Work required: Go to the line holding "Segment every instance of the man's" in the entries below and write out exactly every line down to and including the line holding "query: man's raised hand".

[Collected data]

##############################

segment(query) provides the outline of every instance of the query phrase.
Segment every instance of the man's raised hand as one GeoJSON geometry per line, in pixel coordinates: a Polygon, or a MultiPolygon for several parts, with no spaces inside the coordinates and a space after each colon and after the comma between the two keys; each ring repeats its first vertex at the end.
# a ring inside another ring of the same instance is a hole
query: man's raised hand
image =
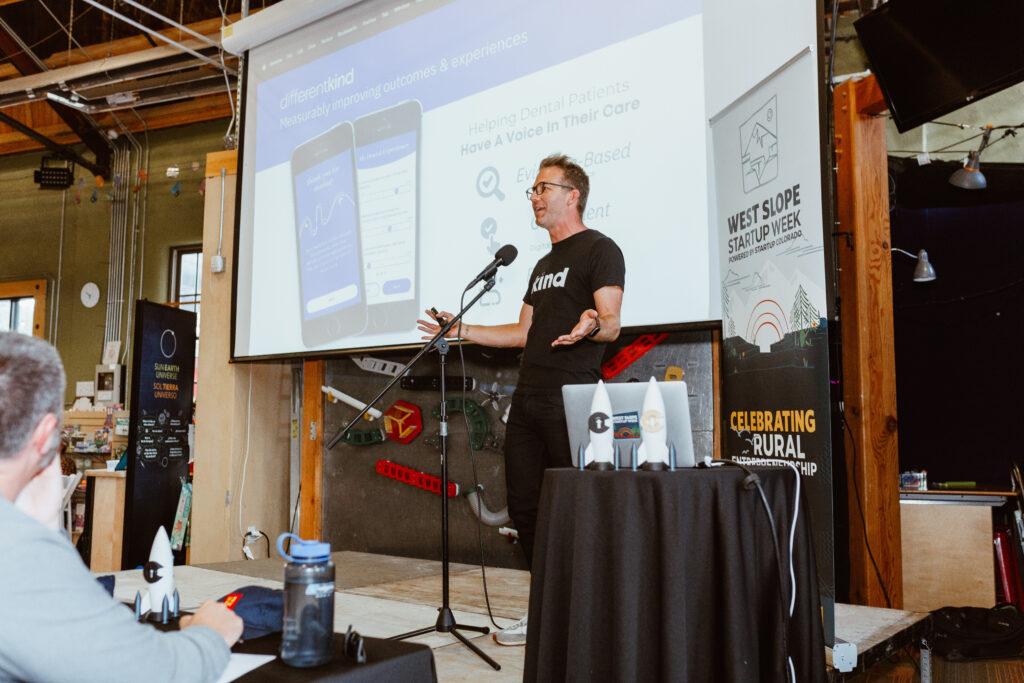
{"type": "Polygon", "coordinates": [[[585,339],[587,335],[592,333],[594,330],[601,326],[601,318],[598,316],[597,311],[593,308],[588,308],[580,314],[580,321],[576,323],[576,326],[572,328],[572,332],[569,334],[563,334],[561,337],[551,342],[552,346],[572,346],[581,339],[585,339]]]}

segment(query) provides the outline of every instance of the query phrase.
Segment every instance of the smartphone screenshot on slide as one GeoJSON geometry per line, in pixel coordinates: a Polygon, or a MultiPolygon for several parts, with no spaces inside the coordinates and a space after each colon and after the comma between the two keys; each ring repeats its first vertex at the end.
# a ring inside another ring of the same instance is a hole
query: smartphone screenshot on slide
{"type": "Polygon", "coordinates": [[[422,114],[409,101],[355,122],[367,334],[411,329],[419,313],[422,114]]]}
{"type": "Polygon", "coordinates": [[[292,175],[302,340],[311,347],[366,327],[352,125],[297,147],[292,175]]]}

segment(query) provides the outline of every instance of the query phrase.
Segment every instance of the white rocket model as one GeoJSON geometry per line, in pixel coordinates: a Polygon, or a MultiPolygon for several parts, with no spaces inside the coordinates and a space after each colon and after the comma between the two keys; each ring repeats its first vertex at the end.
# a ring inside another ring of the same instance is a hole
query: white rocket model
{"type": "MultiPolygon", "coordinates": [[[[149,584],[148,611],[153,615],[150,618],[159,616],[161,623],[166,624],[170,617],[178,616],[181,600],[174,588],[174,554],[171,552],[171,540],[163,527],[157,529],[153,537],[149,561],[142,568],[142,577],[149,584]]],[[[136,617],[141,617],[147,610],[138,594],[135,605],[136,617]]]]}
{"type": "Polygon", "coordinates": [[[665,400],[653,377],[647,383],[644,405],[640,413],[640,450],[637,463],[645,470],[668,467],[668,432],[665,429],[665,400]]]}
{"type": "Polygon", "coordinates": [[[615,469],[615,429],[612,424],[612,402],[604,382],[597,381],[587,418],[590,445],[583,452],[586,467],[592,470],[615,469]]]}

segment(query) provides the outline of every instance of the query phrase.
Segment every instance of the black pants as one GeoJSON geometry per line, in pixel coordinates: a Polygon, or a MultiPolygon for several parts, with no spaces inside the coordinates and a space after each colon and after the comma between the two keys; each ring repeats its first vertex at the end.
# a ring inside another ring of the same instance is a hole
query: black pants
{"type": "Polygon", "coordinates": [[[517,393],[505,426],[505,486],[508,514],[519,532],[528,566],[533,559],[540,488],[549,467],[572,467],[562,392],[517,393]]]}

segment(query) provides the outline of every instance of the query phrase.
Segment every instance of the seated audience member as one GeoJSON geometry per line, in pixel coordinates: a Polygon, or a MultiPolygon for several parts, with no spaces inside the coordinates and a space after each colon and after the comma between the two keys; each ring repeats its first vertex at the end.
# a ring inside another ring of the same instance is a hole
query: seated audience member
{"type": "Polygon", "coordinates": [[[64,368],[0,332],[0,682],[215,681],[242,620],[208,602],[163,633],[110,598],[58,528],[64,368]]]}

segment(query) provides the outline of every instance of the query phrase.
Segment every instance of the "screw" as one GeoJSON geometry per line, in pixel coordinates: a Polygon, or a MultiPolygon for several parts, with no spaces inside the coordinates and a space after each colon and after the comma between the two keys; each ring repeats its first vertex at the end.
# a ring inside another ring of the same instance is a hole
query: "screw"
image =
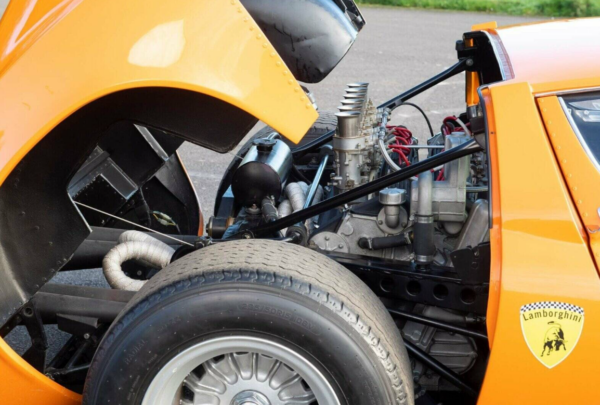
{"type": "Polygon", "coordinates": [[[84,335],[83,335],[83,338],[84,338],[85,340],[88,340],[88,339],[90,338],[90,334],[89,334],[89,333],[86,333],[86,334],[84,334],[84,335]]]}

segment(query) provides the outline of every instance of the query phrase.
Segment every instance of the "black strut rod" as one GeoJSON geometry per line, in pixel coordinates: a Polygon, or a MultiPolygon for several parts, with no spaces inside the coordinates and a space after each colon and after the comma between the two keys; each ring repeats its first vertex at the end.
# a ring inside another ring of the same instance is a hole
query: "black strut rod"
{"type": "Polygon", "coordinates": [[[460,326],[455,326],[446,322],[441,322],[436,319],[427,318],[424,316],[419,316],[415,314],[411,314],[410,312],[398,311],[397,309],[388,308],[388,312],[392,314],[392,316],[397,316],[400,318],[405,318],[411,320],[416,323],[420,323],[423,325],[433,326],[434,328],[444,329],[448,332],[455,332],[464,336],[469,336],[475,339],[488,340],[488,337],[483,333],[475,332],[466,328],[461,328],[460,326]]]}
{"type": "Polygon", "coordinates": [[[431,170],[437,166],[446,164],[463,156],[471,155],[481,150],[481,146],[479,146],[474,139],[471,139],[470,141],[467,141],[459,146],[456,146],[452,149],[448,149],[445,152],[438,153],[437,155],[417,162],[404,169],[398,170],[397,172],[390,173],[369,183],[363,184],[362,186],[358,186],[356,188],[353,188],[352,190],[346,191],[345,193],[339,194],[332,198],[328,198],[327,200],[321,201],[308,208],[296,211],[293,214],[288,215],[287,217],[257,226],[255,228],[241,231],[234,235],[232,238],[235,239],[240,237],[262,237],[271,235],[274,232],[297,224],[298,222],[303,222],[308,218],[320,215],[326,211],[329,211],[330,209],[350,203],[361,197],[367,196],[376,191],[389,187],[393,184],[396,184],[403,180],[407,180],[421,172],[431,170]]]}
{"type": "Polygon", "coordinates": [[[419,349],[412,342],[404,340],[404,346],[406,346],[406,350],[408,351],[408,353],[410,353],[415,359],[417,359],[421,363],[424,363],[427,367],[434,370],[444,380],[459,388],[467,395],[473,398],[477,398],[477,396],[479,395],[477,390],[473,389],[470,385],[461,380],[458,374],[456,374],[454,371],[450,370],[448,367],[444,366],[442,363],[431,357],[429,354],[419,349]]]}
{"type": "MultiPolygon", "coordinates": [[[[452,76],[455,76],[459,73],[464,72],[467,69],[469,60],[471,60],[471,59],[460,59],[458,62],[456,62],[456,64],[450,66],[448,69],[444,70],[443,72],[437,74],[436,76],[433,76],[432,78],[424,81],[421,84],[416,85],[412,89],[405,91],[404,93],[394,97],[393,99],[386,101],[385,103],[381,104],[378,108],[391,108],[393,110],[393,109],[401,106],[402,103],[423,93],[425,90],[432,88],[433,86],[443,82],[444,80],[451,78],[452,76]]],[[[472,62],[472,60],[471,60],[471,62],[472,62]]],[[[294,158],[302,157],[306,153],[310,152],[311,150],[325,145],[326,143],[331,141],[334,134],[335,134],[335,131],[329,131],[326,134],[321,135],[317,139],[315,139],[305,145],[302,145],[302,146],[292,149],[294,158]]]]}
{"type": "Polygon", "coordinates": [[[456,76],[457,74],[464,72],[467,69],[468,63],[473,63],[473,61],[468,58],[460,59],[454,65],[450,66],[448,69],[437,74],[436,76],[433,76],[429,80],[426,80],[423,83],[416,85],[412,89],[405,91],[399,96],[396,96],[393,99],[381,104],[379,108],[391,108],[393,110],[394,108],[399,107],[405,101],[408,101],[411,98],[423,93],[425,90],[432,88],[433,86],[451,78],[452,76],[456,76]],[[471,62],[468,62],[469,60],[471,62]]]}

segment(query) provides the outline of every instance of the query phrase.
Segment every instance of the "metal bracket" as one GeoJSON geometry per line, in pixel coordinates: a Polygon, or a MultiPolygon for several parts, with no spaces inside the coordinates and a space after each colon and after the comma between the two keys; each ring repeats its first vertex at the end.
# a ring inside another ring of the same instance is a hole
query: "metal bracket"
{"type": "Polygon", "coordinates": [[[43,373],[46,366],[48,339],[42,318],[32,302],[24,306],[20,314],[21,323],[25,325],[31,338],[31,347],[25,352],[23,359],[43,373]]]}

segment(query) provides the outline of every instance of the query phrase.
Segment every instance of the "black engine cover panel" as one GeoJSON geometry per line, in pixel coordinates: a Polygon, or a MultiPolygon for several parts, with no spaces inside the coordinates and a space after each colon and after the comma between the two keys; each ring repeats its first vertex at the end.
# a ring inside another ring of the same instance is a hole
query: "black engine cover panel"
{"type": "Polygon", "coordinates": [[[294,77],[318,83],[365,24],[352,0],[241,0],[294,77]]]}

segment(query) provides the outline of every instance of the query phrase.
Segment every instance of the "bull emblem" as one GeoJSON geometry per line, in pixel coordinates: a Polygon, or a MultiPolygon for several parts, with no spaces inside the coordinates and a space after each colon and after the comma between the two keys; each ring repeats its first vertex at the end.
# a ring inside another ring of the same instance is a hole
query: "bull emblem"
{"type": "Polygon", "coordinates": [[[548,325],[552,325],[550,329],[546,331],[544,335],[544,350],[540,357],[544,357],[544,354],[549,355],[553,351],[558,351],[561,347],[563,351],[567,351],[565,345],[565,333],[562,330],[562,326],[554,321],[548,322],[548,325]]]}

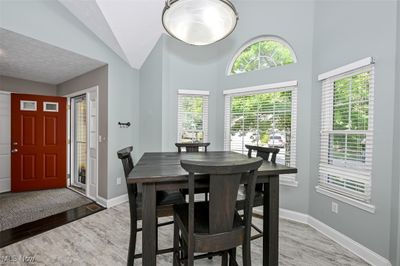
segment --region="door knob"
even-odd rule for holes
[[[13,145],[18,145],[18,142],[13,142]]]
[[[18,149],[12,149],[11,152],[16,153],[16,152],[18,152]]]

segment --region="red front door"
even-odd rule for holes
[[[11,191],[66,186],[66,98],[11,94]]]

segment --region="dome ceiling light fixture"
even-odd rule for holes
[[[165,30],[192,45],[208,45],[226,38],[238,19],[229,0],[166,0],[162,13]]]

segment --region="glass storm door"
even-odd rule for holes
[[[87,180],[87,101],[86,94],[72,98],[73,185],[86,188]]]

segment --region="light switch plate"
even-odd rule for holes
[[[332,201],[332,212],[334,212],[334,213],[339,212],[339,205],[334,201]]]

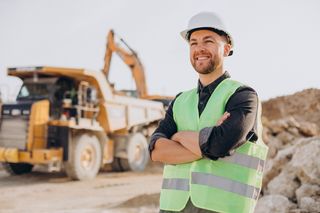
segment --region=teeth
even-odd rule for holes
[[[197,57],[197,60],[206,60],[208,58],[209,58],[208,56],[200,56],[200,57]]]

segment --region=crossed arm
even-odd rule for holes
[[[216,125],[221,125],[229,116],[228,112],[224,113]],[[171,139],[159,138],[151,153],[153,161],[167,164],[189,163],[201,158],[199,132],[196,131],[179,131]]]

##############################

Result for this task:
Segment every instance of the man's raised hand as one GeoJSON geometry per line, in pixel coordinates: a Polygon, or a MultiPolygon for several parts, with no spaces inside the coordinates and a space after each colon and after the comma between the two keys; each ring repeats its first vertex at the end.
# a ring inside another ring of the same instance is a hole
query: man's raised hand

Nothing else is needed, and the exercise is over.